• Requests:
**1.** In the forum thread about the Sharp X68000, which two areas does the first poster say the Amiga still wins on?
**2.** Pick up the Sharp X68000 forum thread after its last sentence and keep it going.

## Begin Source passage

Jump to content
IGNORED

Sharp x68000 : juggernaut of 1987


Nebulon

Recommended Posts

As a hard-core Amiga user, it pains me to admit this...

 

After taking a good long look at the games on 1987's Sharp x68000 home computer, it's pretty obvious that this machine is the superior gaming platform. It's pretty insane actually. Aside from the diskette drives and the audio, this thing beats the stuffing out of the OCS Amiga machines (albeit it was released two years after the original Amiga 1000).

 

http://gaming.wikia.com/wiki/Sharp_X68000 (I see Hudson was in on the design of this one's GPU).

 

Can anyone suggest favorite games for this machine?

 

So far, I'm pretty impressed with:

 

SION IV

Daimakaimura

Phalanx

Silsteel

Xadlak

 

And then there are the solid arcade ports of:

Final Fight

Alien Syndrome

Salamander

Bosconian

Puyo Puyo

Bubble Bobble

Frogger

Dig Dug

Rally-X

Space Harrier

Xevious

Star Force

 

Link to comment
Share on other sites

I love my Amiga too - got a 1200 in my collection - but the X68000 is just a fun machine. There are great arcade ports, a good amount of which near-perfect, there are games with improvements over other ports, and the music is awesome in a good amount of games.

 

For reccomendations, here's my little list

 

Downtown Nekketsu Monogatari (River City Ransom) - I like the NES/PC Engine versions of this game, and the X68000 one is another good one. There's more color, and more stuff to the game like a bigger world.

## End Source passage
## Begin Supplied entries

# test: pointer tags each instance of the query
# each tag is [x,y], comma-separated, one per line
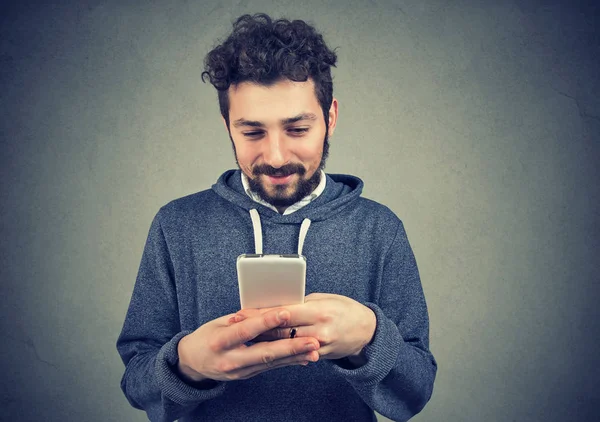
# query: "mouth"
[280,180]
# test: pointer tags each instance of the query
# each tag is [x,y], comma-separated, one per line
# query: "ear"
[333,113]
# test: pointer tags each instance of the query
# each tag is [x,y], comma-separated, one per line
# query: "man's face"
[278,134]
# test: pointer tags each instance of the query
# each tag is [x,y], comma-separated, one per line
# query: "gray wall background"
[477,122]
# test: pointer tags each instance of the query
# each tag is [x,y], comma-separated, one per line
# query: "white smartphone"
[271,280]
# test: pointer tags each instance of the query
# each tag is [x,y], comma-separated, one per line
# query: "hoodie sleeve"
[397,378]
[149,338]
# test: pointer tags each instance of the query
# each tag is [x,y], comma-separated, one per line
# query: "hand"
[342,325]
[217,351]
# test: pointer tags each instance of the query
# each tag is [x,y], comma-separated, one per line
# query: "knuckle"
[324,336]
[214,345]
[243,333]
[226,367]
[268,359]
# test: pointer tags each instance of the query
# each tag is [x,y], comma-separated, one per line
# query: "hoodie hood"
[340,191]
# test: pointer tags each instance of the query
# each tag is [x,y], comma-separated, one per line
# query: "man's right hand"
[217,351]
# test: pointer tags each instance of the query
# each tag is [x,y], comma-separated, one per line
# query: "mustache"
[281,171]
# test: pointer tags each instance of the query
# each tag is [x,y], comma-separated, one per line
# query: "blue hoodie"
[354,247]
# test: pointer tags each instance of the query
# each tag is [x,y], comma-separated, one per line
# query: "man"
[358,344]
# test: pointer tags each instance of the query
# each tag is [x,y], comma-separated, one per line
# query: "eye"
[253,134]
[298,131]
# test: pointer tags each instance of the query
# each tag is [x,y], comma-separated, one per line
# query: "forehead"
[282,99]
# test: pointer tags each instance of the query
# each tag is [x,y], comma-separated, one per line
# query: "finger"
[254,370]
[248,329]
[268,352]
[249,312]
[283,333]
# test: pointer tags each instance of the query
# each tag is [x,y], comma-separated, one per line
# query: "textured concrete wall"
[477,122]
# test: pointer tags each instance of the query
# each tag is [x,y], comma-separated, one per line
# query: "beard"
[280,196]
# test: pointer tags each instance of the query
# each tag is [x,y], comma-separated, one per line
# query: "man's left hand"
[342,325]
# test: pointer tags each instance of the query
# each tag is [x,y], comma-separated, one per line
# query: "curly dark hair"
[264,51]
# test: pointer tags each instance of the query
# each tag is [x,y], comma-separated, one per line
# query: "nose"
[275,154]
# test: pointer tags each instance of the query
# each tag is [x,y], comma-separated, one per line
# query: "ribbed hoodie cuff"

## End Supplied entries

• The results:
**1.** The diskette drives and the audio.

**2.**
Akumajo Dracula (Castlevania) - It's a sweet game, it's perfectly playable with no japanese knowledge, the soundtrack with MIDI or the FM is great, and I find it a bit more enjoyable than the NES version because of all this.

 

Cameltry - This game is fairly simple, you try to navigate a marble through a maze which you turn. It's all gravity/physics-based and a fun enough game. If you check out the tracker, you'll see that I'm always tacking some more time onto it because I like to beat my own times.

 

The Ys Games - Well, these are always fun games in my opinion, as Ys is a RPG series that I enjoy. The X68000 Ys games have good music to 'em and all that, which is a bonus to the games.

 

Apart from those, you have a good list of good ones. Daimakaimura is always awesome - I love the soundtrack and it plays great, SION IV is fun, but I've only ever got it to run on my X68030, never tried too hard on my XVI-HD.

 

Also, a tip that you probably know if you've read around, the power supplies in the X68Ks like to fail a good bit. I went through two to get a good one on my X68030, and the XVI-HD had a working one with it. You can mod an ATX PSU into the thing, but I never tried. It's a fun computer, and if you can get one for a good price (epay probably won't work, you may need to look into Yahoo Auctions JP) then have a blast with it. If you can't find one but want to try an emu if those are OK, WinX68K High Speed is the only one that I've messed with and it works good enough. Have fun with the computer, and explore the library - it's a computer that I love, probably the Japanese computer that gets the most use out of me behind the X1 Twin or PC-98, and should be pretty cool to you.

Edited by BurritoBeans
  • Like 1
Link to comment
Share on other sites

The first X68000 was launched at 369,000 yen which roughly equalled 3000 USD in 1987.

http://www.giantbomb.com/sharp-x68000/3045-95/

 

The Amiga 500 was planned to launch at 595.95 USD but it turned out to initally cost 699 USD in 1987. The Amiga 2000 cost 1495 USD, also in 1987.

 

So you could've afforded four Amiga 500's or two Amiga 2000's for the price of one X68000. I'm sure the Sharp dropped in price, in particular as newer models arrived, but so did the Amiga (and Atari ST).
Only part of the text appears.